_Problem_
Look through the lines below, find those with the word "black", and copy them.

◆ ◆ ◆ ◆ ◆

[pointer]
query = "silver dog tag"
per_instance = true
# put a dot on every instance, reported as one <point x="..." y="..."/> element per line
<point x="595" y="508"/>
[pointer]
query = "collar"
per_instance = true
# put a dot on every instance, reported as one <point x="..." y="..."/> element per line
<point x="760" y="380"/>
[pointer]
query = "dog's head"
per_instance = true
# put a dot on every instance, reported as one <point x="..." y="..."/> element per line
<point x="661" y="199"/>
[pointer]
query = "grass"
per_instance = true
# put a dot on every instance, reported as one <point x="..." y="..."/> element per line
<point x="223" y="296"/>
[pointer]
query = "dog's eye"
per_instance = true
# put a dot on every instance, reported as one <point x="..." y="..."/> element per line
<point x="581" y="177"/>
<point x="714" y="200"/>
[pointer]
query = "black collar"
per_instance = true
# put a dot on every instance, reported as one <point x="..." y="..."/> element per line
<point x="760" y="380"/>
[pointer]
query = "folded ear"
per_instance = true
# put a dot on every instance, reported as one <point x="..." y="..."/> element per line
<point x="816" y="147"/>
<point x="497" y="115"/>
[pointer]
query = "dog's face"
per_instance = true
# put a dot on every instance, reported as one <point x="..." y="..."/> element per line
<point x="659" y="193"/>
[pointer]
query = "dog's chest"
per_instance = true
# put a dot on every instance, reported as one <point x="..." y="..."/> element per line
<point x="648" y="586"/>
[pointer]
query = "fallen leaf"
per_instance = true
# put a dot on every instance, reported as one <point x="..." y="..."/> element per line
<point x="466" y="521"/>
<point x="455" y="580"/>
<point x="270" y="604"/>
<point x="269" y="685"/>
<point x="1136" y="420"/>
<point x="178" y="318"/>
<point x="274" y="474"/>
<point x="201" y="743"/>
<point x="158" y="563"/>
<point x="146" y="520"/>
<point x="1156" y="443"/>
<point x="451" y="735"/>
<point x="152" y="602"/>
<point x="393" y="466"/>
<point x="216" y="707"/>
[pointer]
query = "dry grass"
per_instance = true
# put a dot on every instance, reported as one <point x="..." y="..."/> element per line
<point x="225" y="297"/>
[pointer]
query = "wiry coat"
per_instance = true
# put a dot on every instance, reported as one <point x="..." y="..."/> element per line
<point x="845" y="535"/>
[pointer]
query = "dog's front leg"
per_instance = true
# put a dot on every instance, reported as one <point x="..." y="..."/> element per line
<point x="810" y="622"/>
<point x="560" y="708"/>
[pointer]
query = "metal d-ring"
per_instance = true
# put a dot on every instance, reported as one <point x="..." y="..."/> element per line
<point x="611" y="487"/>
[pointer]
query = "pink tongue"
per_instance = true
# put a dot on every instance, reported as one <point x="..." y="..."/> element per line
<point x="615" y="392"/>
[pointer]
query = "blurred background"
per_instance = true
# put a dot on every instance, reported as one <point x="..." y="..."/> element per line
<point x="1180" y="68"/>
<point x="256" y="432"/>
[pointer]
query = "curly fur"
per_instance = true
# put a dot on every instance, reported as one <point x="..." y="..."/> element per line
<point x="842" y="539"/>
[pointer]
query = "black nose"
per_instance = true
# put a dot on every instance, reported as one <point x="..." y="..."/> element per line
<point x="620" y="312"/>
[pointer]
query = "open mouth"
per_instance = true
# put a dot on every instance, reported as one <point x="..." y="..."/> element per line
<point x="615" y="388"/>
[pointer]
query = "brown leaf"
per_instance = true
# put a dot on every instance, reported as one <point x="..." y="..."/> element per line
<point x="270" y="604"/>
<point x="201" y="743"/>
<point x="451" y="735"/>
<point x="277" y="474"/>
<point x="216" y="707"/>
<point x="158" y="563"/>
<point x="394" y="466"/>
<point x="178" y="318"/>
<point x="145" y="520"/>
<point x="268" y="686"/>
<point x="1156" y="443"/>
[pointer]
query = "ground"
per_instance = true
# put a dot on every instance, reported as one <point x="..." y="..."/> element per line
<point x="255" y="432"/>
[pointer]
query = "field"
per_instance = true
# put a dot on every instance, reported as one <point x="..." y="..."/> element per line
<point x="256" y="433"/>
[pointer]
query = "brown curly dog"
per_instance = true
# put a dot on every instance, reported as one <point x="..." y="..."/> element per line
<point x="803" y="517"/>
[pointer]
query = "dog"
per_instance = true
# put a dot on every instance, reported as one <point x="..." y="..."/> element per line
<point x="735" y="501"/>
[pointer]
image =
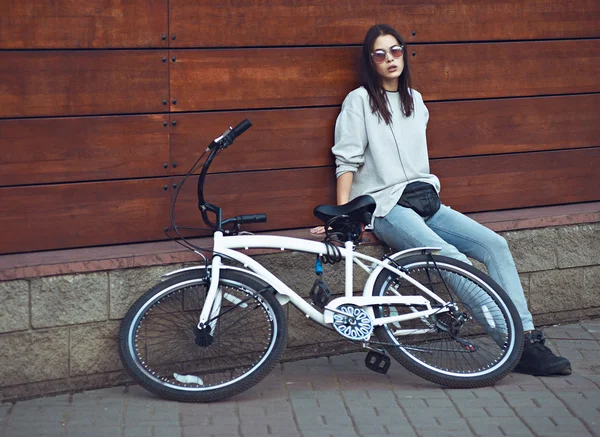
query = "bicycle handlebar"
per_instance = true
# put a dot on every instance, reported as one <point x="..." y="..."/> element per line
<point x="217" y="144"/>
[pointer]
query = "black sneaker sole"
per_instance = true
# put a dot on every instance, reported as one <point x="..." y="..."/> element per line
<point x="557" y="371"/>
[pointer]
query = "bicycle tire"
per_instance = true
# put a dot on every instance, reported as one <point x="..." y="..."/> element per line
<point x="160" y="346"/>
<point x="484" y="350"/>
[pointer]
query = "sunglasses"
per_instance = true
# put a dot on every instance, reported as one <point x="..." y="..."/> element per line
<point x="380" y="55"/>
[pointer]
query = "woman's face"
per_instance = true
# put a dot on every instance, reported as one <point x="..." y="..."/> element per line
<point x="390" y="69"/>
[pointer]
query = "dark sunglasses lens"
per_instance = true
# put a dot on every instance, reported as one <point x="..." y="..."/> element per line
<point x="379" y="56"/>
<point x="396" y="52"/>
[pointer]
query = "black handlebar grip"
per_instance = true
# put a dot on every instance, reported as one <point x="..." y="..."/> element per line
<point x="252" y="218"/>
<point x="242" y="127"/>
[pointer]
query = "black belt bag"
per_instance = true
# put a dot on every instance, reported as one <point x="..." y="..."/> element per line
<point x="421" y="197"/>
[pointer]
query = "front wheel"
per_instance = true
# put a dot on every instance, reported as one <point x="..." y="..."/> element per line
<point x="168" y="355"/>
<point x="473" y="343"/>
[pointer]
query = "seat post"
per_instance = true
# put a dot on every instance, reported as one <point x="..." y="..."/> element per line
<point x="349" y="269"/>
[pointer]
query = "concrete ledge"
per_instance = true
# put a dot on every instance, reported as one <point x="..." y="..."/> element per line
<point x="60" y="262"/>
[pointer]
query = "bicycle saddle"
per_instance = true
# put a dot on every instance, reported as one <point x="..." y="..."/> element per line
<point x="358" y="210"/>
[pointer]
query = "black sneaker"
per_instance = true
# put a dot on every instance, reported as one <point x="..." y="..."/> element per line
<point x="538" y="360"/>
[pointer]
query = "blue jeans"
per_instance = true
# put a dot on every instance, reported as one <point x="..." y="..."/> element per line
<point x="459" y="237"/>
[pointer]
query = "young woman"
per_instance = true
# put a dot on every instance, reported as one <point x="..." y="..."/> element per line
<point x="381" y="150"/>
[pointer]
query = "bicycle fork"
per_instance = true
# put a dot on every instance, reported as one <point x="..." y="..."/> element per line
<point x="214" y="297"/>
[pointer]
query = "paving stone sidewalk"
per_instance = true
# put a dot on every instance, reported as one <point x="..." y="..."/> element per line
<point x="338" y="396"/>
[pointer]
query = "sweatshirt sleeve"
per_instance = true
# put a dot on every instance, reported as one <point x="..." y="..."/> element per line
<point x="425" y="110"/>
<point x="350" y="137"/>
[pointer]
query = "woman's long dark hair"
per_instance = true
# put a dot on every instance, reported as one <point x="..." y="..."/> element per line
<point x="372" y="81"/>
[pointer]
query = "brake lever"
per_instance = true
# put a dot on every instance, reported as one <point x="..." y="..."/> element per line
<point x="217" y="141"/>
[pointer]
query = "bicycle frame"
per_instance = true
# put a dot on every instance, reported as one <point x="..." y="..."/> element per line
<point x="227" y="245"/>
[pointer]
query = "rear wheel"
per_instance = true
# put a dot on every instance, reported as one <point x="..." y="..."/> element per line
<point x="476" y="343"/>
<point x="168" y="355"/>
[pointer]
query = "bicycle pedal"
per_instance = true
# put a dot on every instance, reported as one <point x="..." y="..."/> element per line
<point x="320" y="294"/>
<point x="377" y="362"/>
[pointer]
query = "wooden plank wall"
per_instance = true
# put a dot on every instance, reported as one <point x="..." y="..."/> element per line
<point x="104" y="105"/>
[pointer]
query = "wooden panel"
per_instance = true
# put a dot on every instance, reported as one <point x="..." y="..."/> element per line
<point x="76" y="215"/>
<point x="28" y="24"/>
<point x="261" y="78"/>
<point x="278" y="139"/>
<point x="83" y="149"/>
<point x="460" y="71"/>
<point x="468" y="184"/>
<point x="286" y="196"/>
<point x="289" y="138"/>
<point x="42" y="83"/>
<point x="513" y="125"/>
<point x="281" y="22"/>
<point x="521" y="180"/>
<point x="269" y="78"/>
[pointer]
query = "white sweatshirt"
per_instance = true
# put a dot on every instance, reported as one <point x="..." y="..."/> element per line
<point x="384" y="158"/>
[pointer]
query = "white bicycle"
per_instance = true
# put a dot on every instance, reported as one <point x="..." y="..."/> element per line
<point x="210" y="332"/>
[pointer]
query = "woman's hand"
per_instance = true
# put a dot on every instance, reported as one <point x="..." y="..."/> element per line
<point x="318" y="230"/>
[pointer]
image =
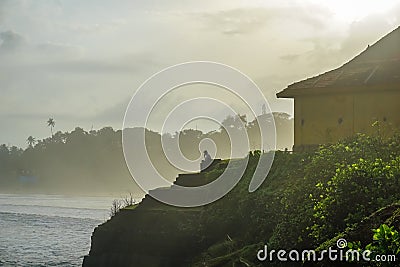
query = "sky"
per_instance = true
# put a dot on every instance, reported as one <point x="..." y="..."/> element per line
<point x="80" y="62"/>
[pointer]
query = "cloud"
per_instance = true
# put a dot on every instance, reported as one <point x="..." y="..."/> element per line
<point x="237" y="21"/>
<point x="290" y="57"/>
<point x="11" y="41"/>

◆ ◆ ◆ ◆ ◆

_Answer to this task_
query = "black collar"
query = "black nose"
query = "black sneaker sole"
query = "black handlebar grip"
query = "black belt bag"
query = "black sneaker"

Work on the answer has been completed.